====== Texto dado
Segunda entrega del taller literario a cargo del docente y escritor Marcelo di Marco, con ilustraciones de Jorge Estefanía.
Por Marcelo di Marco (*)
A la hora en que la hija de la mañana, la aurora de rosados dedos, ponía brillos de plata en los ganchos de las medias reses de la carnicería del autoservicio Hornero II, despertábase Pukkas, el sufrido discípulo de Tío Marce. Pukkas se levantó de la cama, se duchó, se vistió, colgó del hombro la mochila con su notebook dentro, y semejante a un dios salió del cuarto y encaminose a desgastar con las suelas de sus borcegos el umbral de la casa de su personal trainer literario.
—Estuve dándole vueltas al tema del aburrimiento, maestro —díjole, una vez ya instalado en su pupitre—. Al principio pensé que tenía que ver con lo burro, con las burradas que uno comete. En nuestro caso, con las burradas que cometemos escribiendo. Y me fumé que, gracias a esas burradas, uno terminaba a-burriendo al lector.
—No necesariamente uno tiene que aburrirse con las burradas que lee a cada rato, Pukkitas. Sobre todo con las que se rebuznan en las redes sociales, esos “instrumentos peligrosos”, como las calificaba Umberto Eco. Si uno considera tales burradas imbuido de una buena dosis de sadismo, pueden llegar a resultarle divertidísimas. Los libros están plagados de ellas, incluso si hablamos de libros publicados por las Grandes Editoriales.
—Una vez usted me mencionó la entrada de un tal José Luis Borges en cierta enciclopedia de literatura…
—Ah, sí, lo recuerdo perfectamente porque fue desopilante. Hace unos años me tocó descubrir una serie de burradas relacionadas con Borges en una Historia Universal de la Literatura, de Editorial Sopena. Era evidente que el autor, o a lo mejor el equipo que trabajó en esa Historia de unas mil páginas, no habían leído nada de Borges. Las burradas iban mucho más allá de consignar incorrectamente el nombre de pila de nuestro gran Jorge Luis. Se lo comenté a mi amigo Fernando Sorrentino, quien enseguida puso manos a la obra.
—Recuerdo que usted me dijo que él con ese dato escribió una nota muy divertida para el sitio Letralia. Todavía no la leí.
—No sabés lo que te estás perdiendo, Pukkas. Podés disfrutarla más tarde, googleando el mordaz título de “Facetas ignoradas de Jorge Luis Borges”. Vas a partirte de la risa, ya lo verás.
—O sea que las burradas podrán ser todo lo disparatadas o deprimentes que uno quiera, pero no son aburridas.
============
_Lo que se pide_
Según el texto del taller literario, ¿qué editorial publicó la Historia Universal de la Literatura donde aparecían las burradas sobre Borges?
====== Listado de datos
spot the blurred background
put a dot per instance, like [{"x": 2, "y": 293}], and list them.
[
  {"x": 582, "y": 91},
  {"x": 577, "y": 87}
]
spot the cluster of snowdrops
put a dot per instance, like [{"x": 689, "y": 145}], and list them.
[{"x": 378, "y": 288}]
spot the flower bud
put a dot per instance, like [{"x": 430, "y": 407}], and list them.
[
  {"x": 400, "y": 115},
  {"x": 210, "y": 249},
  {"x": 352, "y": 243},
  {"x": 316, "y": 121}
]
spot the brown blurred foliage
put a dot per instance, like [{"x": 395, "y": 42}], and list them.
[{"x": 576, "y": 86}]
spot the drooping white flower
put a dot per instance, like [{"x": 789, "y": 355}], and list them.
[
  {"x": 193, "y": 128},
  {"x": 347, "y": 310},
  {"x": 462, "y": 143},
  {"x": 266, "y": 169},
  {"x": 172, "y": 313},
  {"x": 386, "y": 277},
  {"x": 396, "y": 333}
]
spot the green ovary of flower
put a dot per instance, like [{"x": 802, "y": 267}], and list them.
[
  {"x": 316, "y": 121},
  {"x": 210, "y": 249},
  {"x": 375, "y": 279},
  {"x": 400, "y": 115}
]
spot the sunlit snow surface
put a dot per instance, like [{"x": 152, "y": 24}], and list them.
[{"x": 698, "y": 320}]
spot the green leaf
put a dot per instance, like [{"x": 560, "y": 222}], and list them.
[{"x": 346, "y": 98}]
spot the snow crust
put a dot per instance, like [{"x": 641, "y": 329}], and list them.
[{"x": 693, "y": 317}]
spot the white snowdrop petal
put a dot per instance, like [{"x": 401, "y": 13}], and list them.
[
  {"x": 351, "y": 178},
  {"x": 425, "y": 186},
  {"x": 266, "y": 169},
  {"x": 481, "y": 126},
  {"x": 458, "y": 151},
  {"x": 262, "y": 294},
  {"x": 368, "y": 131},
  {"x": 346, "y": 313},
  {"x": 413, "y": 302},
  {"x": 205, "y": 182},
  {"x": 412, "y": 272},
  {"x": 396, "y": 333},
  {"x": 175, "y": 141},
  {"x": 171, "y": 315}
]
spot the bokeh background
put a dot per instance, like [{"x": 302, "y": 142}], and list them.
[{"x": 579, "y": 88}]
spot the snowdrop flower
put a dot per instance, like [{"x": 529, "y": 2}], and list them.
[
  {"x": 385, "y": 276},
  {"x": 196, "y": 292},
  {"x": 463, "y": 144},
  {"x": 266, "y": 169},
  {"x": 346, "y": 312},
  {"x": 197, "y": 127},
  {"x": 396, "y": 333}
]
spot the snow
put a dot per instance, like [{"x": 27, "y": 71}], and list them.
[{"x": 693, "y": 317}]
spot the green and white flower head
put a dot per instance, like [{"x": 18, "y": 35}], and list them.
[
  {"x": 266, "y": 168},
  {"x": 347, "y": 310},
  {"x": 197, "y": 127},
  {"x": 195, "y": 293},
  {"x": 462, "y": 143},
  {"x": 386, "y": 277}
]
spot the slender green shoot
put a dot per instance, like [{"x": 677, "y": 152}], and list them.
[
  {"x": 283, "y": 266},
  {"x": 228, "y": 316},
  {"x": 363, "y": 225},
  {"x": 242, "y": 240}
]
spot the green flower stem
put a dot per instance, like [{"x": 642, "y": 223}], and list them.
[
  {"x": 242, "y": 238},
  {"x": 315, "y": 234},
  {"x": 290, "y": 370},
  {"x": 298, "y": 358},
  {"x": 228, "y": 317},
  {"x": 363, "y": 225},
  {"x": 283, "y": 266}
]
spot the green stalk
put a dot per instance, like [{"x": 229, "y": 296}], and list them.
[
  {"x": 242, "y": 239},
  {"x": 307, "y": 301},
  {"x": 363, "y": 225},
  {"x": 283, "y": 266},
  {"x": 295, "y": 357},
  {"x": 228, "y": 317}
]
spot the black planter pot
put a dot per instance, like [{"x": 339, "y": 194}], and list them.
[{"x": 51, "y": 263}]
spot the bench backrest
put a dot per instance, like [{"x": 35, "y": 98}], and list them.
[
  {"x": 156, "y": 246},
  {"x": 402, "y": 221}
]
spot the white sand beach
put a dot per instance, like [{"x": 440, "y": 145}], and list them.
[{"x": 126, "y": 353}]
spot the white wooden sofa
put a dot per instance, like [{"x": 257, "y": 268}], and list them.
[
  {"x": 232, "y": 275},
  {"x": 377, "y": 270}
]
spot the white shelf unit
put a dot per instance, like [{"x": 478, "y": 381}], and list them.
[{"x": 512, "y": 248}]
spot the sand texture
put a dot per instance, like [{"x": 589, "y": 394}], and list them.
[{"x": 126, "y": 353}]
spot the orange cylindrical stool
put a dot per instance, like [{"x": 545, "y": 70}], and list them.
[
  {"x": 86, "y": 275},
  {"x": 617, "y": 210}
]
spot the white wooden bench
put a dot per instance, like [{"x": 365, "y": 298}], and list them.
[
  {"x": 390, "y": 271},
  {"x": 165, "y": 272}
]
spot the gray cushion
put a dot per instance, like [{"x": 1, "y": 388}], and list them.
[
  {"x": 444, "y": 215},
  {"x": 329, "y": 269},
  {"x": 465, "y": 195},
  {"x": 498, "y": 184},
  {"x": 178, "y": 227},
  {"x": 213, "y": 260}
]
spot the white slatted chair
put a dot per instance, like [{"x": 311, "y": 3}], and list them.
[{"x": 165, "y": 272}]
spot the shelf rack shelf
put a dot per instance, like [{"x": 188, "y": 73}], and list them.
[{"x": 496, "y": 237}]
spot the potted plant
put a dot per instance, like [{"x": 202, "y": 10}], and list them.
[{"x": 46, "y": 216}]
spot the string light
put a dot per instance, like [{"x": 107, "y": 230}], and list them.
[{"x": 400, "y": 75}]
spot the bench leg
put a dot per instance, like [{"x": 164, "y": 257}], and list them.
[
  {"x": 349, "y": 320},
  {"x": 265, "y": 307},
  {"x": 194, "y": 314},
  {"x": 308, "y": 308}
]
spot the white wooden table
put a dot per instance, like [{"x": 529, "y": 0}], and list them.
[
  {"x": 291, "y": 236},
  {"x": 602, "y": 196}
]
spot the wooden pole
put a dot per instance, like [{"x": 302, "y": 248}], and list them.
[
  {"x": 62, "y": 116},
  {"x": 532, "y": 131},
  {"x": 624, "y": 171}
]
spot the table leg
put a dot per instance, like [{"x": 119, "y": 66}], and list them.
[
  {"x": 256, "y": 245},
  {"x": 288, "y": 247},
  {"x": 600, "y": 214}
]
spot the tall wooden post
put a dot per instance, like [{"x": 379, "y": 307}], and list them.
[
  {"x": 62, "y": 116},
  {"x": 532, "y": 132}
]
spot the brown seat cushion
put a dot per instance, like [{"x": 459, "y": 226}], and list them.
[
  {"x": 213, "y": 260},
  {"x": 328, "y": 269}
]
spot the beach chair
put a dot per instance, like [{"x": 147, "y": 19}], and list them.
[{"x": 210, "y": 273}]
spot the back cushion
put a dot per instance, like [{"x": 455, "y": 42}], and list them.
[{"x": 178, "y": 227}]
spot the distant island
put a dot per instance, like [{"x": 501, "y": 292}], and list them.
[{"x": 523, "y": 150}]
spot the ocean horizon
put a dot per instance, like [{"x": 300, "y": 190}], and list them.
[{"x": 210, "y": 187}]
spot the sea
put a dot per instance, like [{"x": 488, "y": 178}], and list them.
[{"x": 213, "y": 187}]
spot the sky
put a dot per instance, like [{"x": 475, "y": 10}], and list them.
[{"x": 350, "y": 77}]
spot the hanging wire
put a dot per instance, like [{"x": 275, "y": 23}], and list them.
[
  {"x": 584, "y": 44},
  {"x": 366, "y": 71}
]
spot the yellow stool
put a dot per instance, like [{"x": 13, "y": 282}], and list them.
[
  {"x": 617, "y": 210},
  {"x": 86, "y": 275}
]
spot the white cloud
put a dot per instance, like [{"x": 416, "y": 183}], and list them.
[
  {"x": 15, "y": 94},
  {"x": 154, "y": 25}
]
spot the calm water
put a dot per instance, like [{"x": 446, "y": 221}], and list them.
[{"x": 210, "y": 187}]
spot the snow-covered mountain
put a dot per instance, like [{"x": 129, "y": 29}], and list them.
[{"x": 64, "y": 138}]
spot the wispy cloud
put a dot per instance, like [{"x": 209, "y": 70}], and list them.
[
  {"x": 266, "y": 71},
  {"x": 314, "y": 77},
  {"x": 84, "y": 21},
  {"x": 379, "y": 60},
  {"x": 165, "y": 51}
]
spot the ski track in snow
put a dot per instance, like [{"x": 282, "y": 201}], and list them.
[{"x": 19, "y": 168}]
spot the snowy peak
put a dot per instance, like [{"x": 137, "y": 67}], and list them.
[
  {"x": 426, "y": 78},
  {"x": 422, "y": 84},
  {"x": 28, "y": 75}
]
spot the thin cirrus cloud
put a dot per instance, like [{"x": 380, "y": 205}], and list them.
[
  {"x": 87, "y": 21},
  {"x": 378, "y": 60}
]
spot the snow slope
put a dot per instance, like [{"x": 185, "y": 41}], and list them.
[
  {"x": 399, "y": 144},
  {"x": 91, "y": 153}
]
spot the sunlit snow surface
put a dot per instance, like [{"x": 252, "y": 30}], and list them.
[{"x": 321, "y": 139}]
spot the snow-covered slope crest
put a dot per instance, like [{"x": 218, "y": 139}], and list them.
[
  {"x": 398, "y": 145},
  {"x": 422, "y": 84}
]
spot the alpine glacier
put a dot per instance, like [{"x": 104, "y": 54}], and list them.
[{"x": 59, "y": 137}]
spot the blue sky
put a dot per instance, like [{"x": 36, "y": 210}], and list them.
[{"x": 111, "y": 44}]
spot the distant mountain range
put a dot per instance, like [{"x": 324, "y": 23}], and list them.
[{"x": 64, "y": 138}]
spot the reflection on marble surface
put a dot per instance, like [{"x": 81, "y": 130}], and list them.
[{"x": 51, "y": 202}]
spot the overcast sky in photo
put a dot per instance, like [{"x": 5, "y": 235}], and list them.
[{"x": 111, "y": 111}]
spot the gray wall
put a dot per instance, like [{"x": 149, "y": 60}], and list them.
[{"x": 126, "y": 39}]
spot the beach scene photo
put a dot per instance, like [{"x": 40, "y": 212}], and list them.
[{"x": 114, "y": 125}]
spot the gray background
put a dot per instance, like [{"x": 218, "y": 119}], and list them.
============
_La respuesta_
Editorial Sopena.